─── TEXTO SELECCIONADO ───

Publicamos este número 4 del Juventud! a pocos días del 8 de marzo. Impulsado por Clara Zetkin en la II conferencia internacional de Mujeres Socialistas, el Día Internacional de la Mujer Trabajadora siempre ha sido una fecha señalada en el calendario para los y las comunistas desde hace más de 100 años. El carácter masivo de las movilizaciones en torno a esta fecha en los últimos años ha marcado a una generación de mujeres jóvenes que nos politizamos al calor de las grandes protestas. Hoy, sin embargo, el tiempo ha hecho su trabajo y ha sacado a relucir que los millares de mujeres que salimos a la calle lo hicimos capitaneadas por dirigentes que no podían realizar nuestras aspiraciones. Por un lado, el movimiento feminista se fragmentó como producto de sus propias limitaciones políticas, ideológicas y organizativas; por otro, la reacción encontró en la lucha inmediata de las mujeres, el feminismo, un enemigo al que abatir y al que ataca de manera virulenta a través de todos los medios posibles, echándole gasolina al monstruo del machismo que amenaza cada día la vida de miles de compañeras.
Durante el ciclo de luchas iniciado en 2008 –en cuyo ocaso las reivindicaciones feministas inundaron las calles a las puertas de la moción de censura a M. Rajoy, ya con una nueva socialdemocracia armada y tocando con los dedos el Gobierno– fueron precisamente la aristocracia obrera y la pequeña burguesía quienes dirigieron la lucha de miles y millones de mujeres que estaban —estábamos– hartas. El «ni una menos» que encabezó aquellas luchas, fue tomado en sus manos por las representantes políticas de estas capas sociales que rápidamente se olvidaron de la mayoría de nosotras, las obreras y sus hijas, si bien no siempre de palabra, totalmente en acto. Y aquí seguimos, tras una legislatura en que el 86 % de las demandas de excedencia del trabajo fueron solicitadas por mujeres, con 55 asesinadas por violencia machista solo en 2023 y con una brecha salarial de entorno 5000 € al año que revela que las mujeres asumen estructuralmente los trabajos peor pagados y con mayor temporalidad.

─── DATOS PROPORCIONADOS ───

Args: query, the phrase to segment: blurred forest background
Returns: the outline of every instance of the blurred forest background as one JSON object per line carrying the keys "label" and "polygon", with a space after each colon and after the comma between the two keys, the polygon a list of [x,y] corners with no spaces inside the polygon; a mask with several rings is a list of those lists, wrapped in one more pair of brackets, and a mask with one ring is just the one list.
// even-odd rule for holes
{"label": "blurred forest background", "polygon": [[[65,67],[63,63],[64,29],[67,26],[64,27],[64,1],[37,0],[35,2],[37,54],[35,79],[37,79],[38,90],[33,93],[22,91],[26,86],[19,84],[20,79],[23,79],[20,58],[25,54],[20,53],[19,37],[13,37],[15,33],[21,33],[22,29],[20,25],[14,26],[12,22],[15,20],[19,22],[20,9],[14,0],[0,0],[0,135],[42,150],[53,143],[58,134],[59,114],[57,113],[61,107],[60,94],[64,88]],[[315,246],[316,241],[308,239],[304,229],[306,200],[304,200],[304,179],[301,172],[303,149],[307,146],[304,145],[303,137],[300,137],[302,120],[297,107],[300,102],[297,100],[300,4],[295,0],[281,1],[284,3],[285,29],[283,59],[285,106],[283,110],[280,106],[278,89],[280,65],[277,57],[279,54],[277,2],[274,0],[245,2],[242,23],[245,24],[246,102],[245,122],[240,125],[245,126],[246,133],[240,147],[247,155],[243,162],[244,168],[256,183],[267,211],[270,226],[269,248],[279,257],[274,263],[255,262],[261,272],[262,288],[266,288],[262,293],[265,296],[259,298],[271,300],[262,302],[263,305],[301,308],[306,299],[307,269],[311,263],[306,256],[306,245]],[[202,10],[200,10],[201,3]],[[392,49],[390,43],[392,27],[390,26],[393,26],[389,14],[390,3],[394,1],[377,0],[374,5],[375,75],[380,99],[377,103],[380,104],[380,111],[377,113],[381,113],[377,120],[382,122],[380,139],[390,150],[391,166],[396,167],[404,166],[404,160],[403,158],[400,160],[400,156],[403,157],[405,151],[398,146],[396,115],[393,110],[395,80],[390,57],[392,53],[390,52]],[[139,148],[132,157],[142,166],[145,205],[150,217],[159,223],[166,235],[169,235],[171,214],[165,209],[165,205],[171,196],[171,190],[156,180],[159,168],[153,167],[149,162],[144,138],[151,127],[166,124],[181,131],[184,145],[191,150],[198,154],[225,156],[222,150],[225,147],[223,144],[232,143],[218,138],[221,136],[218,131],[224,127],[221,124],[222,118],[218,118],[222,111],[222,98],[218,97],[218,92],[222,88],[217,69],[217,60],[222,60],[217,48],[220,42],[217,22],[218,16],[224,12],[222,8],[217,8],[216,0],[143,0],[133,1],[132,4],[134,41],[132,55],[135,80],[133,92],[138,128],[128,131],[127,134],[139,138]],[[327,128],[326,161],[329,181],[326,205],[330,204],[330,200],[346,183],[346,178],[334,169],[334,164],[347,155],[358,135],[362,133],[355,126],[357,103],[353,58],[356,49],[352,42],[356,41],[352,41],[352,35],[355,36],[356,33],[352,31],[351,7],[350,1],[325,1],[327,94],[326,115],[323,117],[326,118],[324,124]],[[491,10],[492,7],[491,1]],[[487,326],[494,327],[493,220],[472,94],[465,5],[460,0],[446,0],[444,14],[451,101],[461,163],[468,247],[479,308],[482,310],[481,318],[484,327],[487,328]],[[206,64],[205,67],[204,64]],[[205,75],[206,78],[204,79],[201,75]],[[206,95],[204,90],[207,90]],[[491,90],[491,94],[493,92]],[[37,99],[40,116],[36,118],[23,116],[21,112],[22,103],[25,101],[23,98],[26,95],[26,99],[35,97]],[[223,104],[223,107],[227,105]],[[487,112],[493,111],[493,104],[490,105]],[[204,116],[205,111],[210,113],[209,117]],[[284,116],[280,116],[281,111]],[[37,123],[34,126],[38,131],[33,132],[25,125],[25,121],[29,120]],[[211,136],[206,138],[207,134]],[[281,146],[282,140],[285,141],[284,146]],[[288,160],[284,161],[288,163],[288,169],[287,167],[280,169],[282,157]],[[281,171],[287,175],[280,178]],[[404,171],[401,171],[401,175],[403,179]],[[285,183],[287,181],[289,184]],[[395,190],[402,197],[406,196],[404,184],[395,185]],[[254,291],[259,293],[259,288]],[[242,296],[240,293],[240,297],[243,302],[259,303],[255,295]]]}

───

OBJETIVO —
Contesta estas preguntas con lo que dice el texto seleccionado:
(a) ¿Quién impulsó el Día Internacional de la Mujer Trabajadora y en qué conferencia?
(b) ¿En qué año se inició el ciclo de luchas que menciona el texto?
(c) ¿Cuántas mujeres fueron asesinadas por violencia machista en 2023?

RESPUESTA ESCRITA —
(a) Clara Zetkin, en la II conferencia internacional de Mujeres Socialistas.
(b) En 2008.
(c) 55.